[Records from a data source]
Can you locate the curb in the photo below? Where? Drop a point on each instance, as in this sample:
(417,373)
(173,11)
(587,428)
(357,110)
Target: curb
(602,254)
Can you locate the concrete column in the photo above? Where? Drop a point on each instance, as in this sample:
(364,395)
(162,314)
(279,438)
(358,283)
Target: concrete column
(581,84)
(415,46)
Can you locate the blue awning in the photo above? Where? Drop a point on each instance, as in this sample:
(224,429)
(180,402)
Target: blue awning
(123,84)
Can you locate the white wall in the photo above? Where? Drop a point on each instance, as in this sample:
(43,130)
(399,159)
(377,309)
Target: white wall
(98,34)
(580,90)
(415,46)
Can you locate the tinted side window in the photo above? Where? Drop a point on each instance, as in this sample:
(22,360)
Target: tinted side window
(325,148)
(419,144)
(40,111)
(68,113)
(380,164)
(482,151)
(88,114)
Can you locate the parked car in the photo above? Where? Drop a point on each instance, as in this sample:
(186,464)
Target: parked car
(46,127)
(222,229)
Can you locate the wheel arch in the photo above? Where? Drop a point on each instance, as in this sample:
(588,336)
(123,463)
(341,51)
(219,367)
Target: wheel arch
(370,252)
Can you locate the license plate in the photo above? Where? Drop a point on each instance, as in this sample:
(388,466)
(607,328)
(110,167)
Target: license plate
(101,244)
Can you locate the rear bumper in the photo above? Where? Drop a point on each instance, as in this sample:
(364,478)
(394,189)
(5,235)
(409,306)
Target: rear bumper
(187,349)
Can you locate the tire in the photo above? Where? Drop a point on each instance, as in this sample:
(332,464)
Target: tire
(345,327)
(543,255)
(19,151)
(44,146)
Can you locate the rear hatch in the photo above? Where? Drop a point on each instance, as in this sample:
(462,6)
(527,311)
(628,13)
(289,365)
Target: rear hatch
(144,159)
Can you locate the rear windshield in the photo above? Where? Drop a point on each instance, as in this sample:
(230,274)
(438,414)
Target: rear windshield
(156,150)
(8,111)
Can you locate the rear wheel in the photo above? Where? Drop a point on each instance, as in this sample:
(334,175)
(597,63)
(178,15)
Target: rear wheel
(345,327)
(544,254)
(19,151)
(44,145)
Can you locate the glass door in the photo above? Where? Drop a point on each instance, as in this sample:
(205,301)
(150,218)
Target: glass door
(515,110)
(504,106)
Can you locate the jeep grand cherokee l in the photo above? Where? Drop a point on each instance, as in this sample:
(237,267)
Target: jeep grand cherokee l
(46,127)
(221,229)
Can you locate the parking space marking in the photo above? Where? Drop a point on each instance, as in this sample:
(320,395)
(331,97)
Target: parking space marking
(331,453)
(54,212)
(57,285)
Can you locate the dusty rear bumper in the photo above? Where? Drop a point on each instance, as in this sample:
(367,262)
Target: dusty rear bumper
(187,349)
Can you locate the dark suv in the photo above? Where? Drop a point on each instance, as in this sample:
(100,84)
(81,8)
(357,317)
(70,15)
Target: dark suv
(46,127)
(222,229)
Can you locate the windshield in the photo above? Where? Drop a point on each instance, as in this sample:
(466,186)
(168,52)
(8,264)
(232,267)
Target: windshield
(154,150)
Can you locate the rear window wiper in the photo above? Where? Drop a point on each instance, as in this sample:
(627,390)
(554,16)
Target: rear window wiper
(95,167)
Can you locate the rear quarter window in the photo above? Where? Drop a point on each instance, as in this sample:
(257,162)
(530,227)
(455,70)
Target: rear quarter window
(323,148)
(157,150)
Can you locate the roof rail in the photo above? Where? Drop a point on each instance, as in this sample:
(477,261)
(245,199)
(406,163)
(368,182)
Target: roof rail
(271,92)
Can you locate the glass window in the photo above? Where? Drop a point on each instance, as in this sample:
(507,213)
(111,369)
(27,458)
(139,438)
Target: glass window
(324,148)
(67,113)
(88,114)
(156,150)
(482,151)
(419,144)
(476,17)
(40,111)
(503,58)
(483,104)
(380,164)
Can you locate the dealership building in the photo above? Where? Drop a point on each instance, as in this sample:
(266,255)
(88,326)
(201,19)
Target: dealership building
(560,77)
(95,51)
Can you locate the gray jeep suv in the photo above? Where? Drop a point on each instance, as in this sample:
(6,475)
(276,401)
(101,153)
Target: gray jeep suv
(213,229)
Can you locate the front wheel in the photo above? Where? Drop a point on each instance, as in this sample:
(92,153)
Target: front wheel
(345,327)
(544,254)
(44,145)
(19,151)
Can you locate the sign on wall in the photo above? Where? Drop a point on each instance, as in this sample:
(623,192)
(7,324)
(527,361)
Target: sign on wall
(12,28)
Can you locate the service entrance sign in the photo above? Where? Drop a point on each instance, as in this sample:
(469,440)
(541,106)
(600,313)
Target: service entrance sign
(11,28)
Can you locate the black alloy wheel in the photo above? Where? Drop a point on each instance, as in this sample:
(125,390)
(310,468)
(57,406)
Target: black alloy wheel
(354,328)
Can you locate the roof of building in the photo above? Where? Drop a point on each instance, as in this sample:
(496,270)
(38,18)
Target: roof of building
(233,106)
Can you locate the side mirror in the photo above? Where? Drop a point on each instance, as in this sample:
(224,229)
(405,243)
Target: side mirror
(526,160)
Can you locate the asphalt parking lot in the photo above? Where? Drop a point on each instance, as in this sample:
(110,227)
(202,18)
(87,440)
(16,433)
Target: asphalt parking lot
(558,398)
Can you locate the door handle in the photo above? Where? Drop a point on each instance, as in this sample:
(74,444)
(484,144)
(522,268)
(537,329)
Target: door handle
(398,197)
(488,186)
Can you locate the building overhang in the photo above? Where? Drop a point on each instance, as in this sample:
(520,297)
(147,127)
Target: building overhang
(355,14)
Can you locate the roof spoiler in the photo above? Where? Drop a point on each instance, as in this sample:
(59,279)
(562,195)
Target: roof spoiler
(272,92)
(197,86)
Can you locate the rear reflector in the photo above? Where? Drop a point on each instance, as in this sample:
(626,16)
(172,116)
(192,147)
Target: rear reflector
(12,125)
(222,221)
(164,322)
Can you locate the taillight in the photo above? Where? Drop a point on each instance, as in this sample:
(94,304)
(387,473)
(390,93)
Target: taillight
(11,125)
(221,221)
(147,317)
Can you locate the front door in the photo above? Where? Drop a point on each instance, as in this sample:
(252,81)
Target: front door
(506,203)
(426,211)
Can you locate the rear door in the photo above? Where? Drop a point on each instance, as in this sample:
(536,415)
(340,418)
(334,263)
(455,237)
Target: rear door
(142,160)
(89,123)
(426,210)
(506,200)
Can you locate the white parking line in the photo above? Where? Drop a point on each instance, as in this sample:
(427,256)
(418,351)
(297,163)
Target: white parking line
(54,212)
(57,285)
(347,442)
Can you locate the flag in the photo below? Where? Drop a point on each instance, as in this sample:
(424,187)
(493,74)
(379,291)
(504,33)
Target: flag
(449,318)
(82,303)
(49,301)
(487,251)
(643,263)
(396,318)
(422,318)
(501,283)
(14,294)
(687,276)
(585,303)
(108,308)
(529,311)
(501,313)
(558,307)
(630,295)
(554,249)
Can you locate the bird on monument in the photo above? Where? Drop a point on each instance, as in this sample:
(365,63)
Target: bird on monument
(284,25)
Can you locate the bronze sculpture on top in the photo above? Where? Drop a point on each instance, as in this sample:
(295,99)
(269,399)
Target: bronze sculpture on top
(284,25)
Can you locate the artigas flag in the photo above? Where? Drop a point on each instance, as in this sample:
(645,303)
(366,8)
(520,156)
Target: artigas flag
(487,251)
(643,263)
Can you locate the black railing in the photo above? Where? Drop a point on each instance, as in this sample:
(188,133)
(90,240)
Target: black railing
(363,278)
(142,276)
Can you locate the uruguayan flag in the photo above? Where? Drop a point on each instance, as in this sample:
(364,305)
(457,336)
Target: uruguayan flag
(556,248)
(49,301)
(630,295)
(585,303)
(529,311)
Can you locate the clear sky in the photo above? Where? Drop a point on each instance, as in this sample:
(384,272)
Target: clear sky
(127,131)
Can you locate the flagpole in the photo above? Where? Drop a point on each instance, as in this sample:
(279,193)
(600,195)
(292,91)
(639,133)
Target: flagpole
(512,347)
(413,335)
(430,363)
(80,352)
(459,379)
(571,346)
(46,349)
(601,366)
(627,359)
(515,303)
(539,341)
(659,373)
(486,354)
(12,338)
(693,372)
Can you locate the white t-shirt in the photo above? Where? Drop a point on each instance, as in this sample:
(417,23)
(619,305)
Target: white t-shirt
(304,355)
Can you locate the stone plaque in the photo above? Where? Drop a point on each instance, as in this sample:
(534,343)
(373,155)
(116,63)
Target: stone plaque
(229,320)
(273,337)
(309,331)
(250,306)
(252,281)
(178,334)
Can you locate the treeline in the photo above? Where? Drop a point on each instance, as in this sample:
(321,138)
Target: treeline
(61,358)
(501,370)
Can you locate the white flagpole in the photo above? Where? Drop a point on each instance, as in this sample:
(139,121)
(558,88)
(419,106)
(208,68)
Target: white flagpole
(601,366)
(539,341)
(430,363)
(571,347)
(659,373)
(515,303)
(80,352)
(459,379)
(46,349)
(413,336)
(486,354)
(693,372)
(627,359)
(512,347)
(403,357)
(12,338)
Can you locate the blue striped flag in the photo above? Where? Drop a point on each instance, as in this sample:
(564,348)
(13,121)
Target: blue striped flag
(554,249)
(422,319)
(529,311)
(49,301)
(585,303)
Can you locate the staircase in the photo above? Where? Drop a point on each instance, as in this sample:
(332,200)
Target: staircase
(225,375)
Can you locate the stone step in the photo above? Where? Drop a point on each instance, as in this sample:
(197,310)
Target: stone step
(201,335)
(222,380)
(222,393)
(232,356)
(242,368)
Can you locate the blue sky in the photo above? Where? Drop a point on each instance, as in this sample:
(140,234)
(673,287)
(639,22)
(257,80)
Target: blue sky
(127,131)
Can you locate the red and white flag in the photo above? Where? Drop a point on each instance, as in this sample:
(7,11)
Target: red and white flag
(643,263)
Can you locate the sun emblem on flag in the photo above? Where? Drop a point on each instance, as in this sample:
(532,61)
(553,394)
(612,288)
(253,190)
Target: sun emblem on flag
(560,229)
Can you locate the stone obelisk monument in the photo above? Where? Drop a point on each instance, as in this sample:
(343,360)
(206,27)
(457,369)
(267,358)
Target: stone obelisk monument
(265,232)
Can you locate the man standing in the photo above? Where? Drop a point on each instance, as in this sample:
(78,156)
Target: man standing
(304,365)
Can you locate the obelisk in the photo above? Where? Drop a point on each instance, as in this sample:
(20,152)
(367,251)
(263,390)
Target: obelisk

§ Exercise requirements
For each line above that includes "below", make a copy.

§ Result of the task
Can you locate the curb in the photo below? Where? Drop a point on each instance, as in this sample:
Can you locate the flag in the photo below? Where? Drop a point on each instance, as in this sample:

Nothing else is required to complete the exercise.